Tarefas propostas:
A. Reproduza fielmente o trecho do texto sobre pensar e sentir que começa em "Pensar nem sempre" e termina em "e não pessoas.".
B. Por favor, dê continuidade ao texto sobre pensar e sentir a partir do ponto em que ele termina.

Texto fornecido:
Pensar nem sempre é estar doente dos olhos

O maravilhoso heterônimo de Fernando Pessoa, Alberto Caeiro, diz em um dos poemas que amamos que " pensar é estar doente dos olhos", porque ele quer que seus leitores se ponham a sentir o mundo. Mas, como hoje poucas pessoas fazem qualquer uma das duas coisas ( pensar e sentir), permitimo-nos dizer que sentir é fundamental, mas pensar também. Exercite essas duas capacidades: leia mais, viaje mais, converse mais com gente interessante, gaste seu tempo discutindo ideias e não pessoas.

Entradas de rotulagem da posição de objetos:
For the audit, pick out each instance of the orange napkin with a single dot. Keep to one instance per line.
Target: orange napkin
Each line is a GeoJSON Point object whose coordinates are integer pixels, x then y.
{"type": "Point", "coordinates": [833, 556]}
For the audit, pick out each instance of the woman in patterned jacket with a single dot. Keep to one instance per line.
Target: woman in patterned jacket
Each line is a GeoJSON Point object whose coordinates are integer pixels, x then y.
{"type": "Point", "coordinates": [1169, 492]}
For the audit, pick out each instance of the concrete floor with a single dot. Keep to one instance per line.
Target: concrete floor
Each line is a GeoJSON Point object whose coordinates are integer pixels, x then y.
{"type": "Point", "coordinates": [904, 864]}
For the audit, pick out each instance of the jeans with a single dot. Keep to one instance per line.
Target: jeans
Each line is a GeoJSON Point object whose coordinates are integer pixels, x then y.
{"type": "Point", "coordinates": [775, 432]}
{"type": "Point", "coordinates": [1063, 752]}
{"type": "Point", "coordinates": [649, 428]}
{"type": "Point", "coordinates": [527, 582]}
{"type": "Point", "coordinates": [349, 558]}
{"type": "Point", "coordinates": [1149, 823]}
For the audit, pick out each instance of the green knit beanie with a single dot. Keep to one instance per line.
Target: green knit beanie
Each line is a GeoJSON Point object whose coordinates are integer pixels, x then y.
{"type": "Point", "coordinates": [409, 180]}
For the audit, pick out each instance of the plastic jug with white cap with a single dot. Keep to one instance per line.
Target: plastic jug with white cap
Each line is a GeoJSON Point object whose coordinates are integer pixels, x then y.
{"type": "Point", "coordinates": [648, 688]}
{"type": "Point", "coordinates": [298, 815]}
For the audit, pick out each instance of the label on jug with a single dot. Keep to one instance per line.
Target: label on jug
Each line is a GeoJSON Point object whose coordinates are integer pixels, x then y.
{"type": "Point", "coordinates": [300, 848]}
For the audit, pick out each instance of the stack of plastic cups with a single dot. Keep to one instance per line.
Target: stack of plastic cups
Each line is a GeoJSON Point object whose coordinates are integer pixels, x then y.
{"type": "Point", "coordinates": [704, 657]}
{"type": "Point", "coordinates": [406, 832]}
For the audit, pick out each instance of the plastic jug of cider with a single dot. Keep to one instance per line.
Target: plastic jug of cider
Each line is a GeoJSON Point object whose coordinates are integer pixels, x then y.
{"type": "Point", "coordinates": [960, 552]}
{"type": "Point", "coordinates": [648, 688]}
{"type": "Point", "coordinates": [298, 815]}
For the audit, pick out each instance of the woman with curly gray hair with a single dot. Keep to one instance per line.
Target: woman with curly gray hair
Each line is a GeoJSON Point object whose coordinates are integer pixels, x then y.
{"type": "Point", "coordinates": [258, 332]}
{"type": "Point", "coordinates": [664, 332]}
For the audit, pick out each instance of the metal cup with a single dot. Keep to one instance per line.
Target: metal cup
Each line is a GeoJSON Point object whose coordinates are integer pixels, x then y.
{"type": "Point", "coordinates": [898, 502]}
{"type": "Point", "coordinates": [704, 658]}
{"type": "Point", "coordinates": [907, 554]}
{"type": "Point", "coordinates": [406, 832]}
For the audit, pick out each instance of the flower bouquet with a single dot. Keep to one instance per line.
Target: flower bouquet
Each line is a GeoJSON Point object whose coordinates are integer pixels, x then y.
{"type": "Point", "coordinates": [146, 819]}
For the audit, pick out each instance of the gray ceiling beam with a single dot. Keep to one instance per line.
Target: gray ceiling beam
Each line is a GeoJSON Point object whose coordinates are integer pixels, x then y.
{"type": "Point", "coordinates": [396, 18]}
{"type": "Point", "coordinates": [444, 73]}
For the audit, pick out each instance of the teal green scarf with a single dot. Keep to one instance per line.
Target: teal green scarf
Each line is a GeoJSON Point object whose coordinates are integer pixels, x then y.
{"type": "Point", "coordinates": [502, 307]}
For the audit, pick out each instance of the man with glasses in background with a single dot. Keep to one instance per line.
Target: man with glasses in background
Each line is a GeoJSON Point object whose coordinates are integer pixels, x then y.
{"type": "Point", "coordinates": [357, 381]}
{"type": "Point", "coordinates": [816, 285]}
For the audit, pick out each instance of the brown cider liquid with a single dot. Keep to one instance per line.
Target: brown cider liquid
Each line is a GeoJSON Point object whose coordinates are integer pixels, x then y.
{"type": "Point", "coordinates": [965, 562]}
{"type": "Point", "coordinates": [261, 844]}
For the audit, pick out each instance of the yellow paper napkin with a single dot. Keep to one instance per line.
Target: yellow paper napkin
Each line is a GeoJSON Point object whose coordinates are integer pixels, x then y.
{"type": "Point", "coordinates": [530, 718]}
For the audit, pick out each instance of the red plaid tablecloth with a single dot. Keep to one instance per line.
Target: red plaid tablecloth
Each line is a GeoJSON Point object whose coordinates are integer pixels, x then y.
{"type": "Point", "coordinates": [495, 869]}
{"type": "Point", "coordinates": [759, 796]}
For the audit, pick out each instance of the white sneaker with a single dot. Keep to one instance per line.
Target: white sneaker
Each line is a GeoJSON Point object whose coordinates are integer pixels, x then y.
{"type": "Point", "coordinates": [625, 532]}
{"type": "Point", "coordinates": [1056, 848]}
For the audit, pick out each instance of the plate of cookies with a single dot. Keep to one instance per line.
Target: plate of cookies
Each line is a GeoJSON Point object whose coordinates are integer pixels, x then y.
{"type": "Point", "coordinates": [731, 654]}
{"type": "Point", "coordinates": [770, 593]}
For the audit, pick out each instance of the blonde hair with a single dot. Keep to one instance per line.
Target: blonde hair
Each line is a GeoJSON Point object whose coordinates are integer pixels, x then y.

Resultados esperados:
A.
Pensar nem sempre é estar doente dos olhos

O maravilhoso heterônimo de Fernando Pessoa, Alberto Caeiro, diz em um dos poemas que amamos que " pensar é estar doente dos olhos", porque ele quer que seus leitores se ponham a sentir o mundo. Mas, como hoje poucas pessoas fazem qualquer uma das duas coisas ( pensar e sentir), permitimo-nos dizer que sentir é fundamental, mas pensar também. Exercite essas duas capacidades: leia mais, viaje mais, converse mais com gente interessante, gaste seu tempo discutindo ideias e não pessoas.

B.
segunda-feira, 9 de agosto de 2010

Revolução desarmada por Giovana Marques Fontes

Quando estava na Faculdade, certo dia, tive uma discussão fervorosa com uma colega de sala. Analisávamos, para a aula de Literatura Universal, o romance Madame Bovary, de Gustave Flaubert. Eu defendia a tese de que a referida obra, muito mais do que retratar a traição de Emma ao marido Charles, era um retrato da estupidez humana, pois quase todas as personagens (farmacêutico, dona da pensão, a própria Emma) são interiorianos fofoqueiros, mesquinhos, fúteis e que, na maioria do tempo, ocupam-se de falar da vida alheia. Disse também que Emma não traíra Charles por ser leviana, mas porque, como as mocinhas dos romances românticos, acreditava em príncipe encantado: ou seja, traiu por ser bobinha e crer que alguém possa ser realmente perfeito. Minha colega protestou veementemente: “Todas nós somos um pouco Emma Bovary, não acho que ela seja estúpida!”, ao que eu prontamente retruquei: “ Se você quer se assumir idiota, faça-o sozinha!”. Hoje vejo que, em partes, a moça tinha razão.

Mas o que permitia a duas pessoas lerem a mesma obra, interpretá-la de maneiras opostas e, ao mesmo tempo, corretas? O fato de que a leitura nos propiciou, como aliás é sua função, momentos de fantasia, embevecimento e também capacidade de reflexão sobre o universo em que vivemos. Afinal, ler é a nossa maior arma, pois o conhecimento foi e sempre será o único e genuíno instrumento de poder, daí porque em tempos de guerra e de regimes ditatoriais os intelectuais são sempre os primeiros a serem silenciados.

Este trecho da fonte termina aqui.